In welk jaar werd de Inspectieraad volgens het documentfragment ingesteld?

====== Documentfragment

2. De aanwijzing van personen belast met nalevingstoezicht op grond van de Wet minimumloon en minimumvakantiebijslag

Het voorgestelde artikel 18a Wet minimumloon en minimumvakantiebijslag biedt de mogelijkheid ambtenaren als toezichthouder aan te wijzen die niet onder de Minister van Sociale Zaken en Werkgelegenheid ressorteren. Tegelijkertijd geeft de toelichting aan dat er vooralsnog geen plannen bestaan om hiertoe over te gaan. De Raad is daarom van oordeel dat zou moeten worden toegelicht waarom deze bevoegdheid niettemin noodzakelijk wordt geacht.

De Raad adviseert dit onderdeel van het voorstel van een motivering te voorzien, en zo nodig het voorstel aan te passen.

2. De aanwijzing van personen belast met nalevingstoezicht op grond van de Wet minimumloon en minimumvakantiebijslag:

De toelichting geeft aan dat er vooralsnog geen plannen bestaan om over te gaan tot het aanwijzen van ambtenaren als toezichthouder die niet onder de Minister van Sociale Zaken en Werkgelegenheid ressorteren. De Raad is daarom van oordeel dat zou moeten worden toegelicht waarom deze voorgestelde bevoegdheid niettemin noodzakelijk wordt geacht.

Met het programma Vernieuwing Toezicht1 heeft de Minister van Binnenlandse Zaken en Koninkrijksrelaties de ambities van het kabinet ten aanzien van de vormgeving van het inspectieapparaat bekendgemaakt. Een belangrijk element dat realisering van de beoogde doelstelling naderbij kan brengen, is het tot stand brengen van de samenwerking tussen de verschillende rijksinspecties. De in 2007 ingestelde Inspectieraad beoogt die samenwerking.

Bij brief van de Minister van Justitie van 29 oktober 2008 aan de Tweede Kamer2is het rapport «Herijking toezichtswetgeving» met bijbehorend kabinetsstandpunt aangeboden. Een interdepartementale werkgroep heeft onderzoek gedaan naar:

a. mogelijke juridische belemmeringen voor de voortzetting en intensivering van de samenwerking tussen rijksinspecties en

b. de mogelijkheden die belemmeringen te slechten.

============
====== Verstrekte gegevens

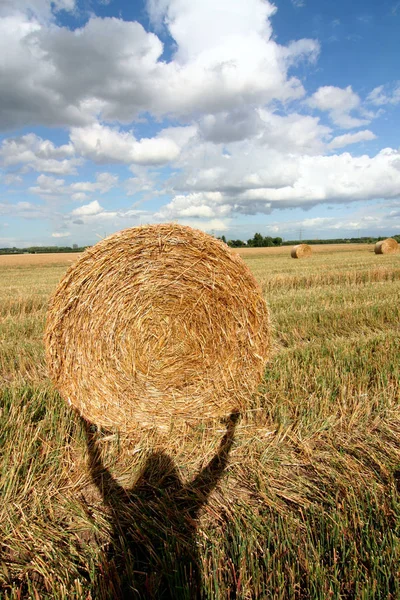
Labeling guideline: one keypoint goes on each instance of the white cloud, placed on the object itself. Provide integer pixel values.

============

> **Antwoord**
In 2007.